◆ WORK ITEM ◆
Determine how many lines in the records below include the word "road" and output that number alone.

◆ INFORMATION ◆
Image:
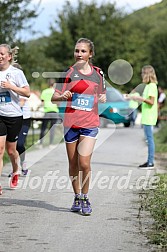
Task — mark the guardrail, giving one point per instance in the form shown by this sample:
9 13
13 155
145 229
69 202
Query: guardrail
48 116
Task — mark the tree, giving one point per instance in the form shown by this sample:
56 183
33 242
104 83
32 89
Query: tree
100 24
158 54
14 15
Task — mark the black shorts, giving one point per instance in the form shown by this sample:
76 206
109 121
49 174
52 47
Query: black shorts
10 127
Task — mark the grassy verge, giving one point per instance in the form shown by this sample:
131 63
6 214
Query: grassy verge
155 200
31 140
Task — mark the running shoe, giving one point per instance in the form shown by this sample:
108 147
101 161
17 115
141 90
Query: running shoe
76 207
0 190
24 172
10 175
86 206
14 180
146 166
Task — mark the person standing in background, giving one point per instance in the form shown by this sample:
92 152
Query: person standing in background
161 103
24 104
134 106
50 110
149 111
13 84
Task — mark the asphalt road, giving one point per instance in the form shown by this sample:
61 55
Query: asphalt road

◆ FINISHED EXERCISE ◆
2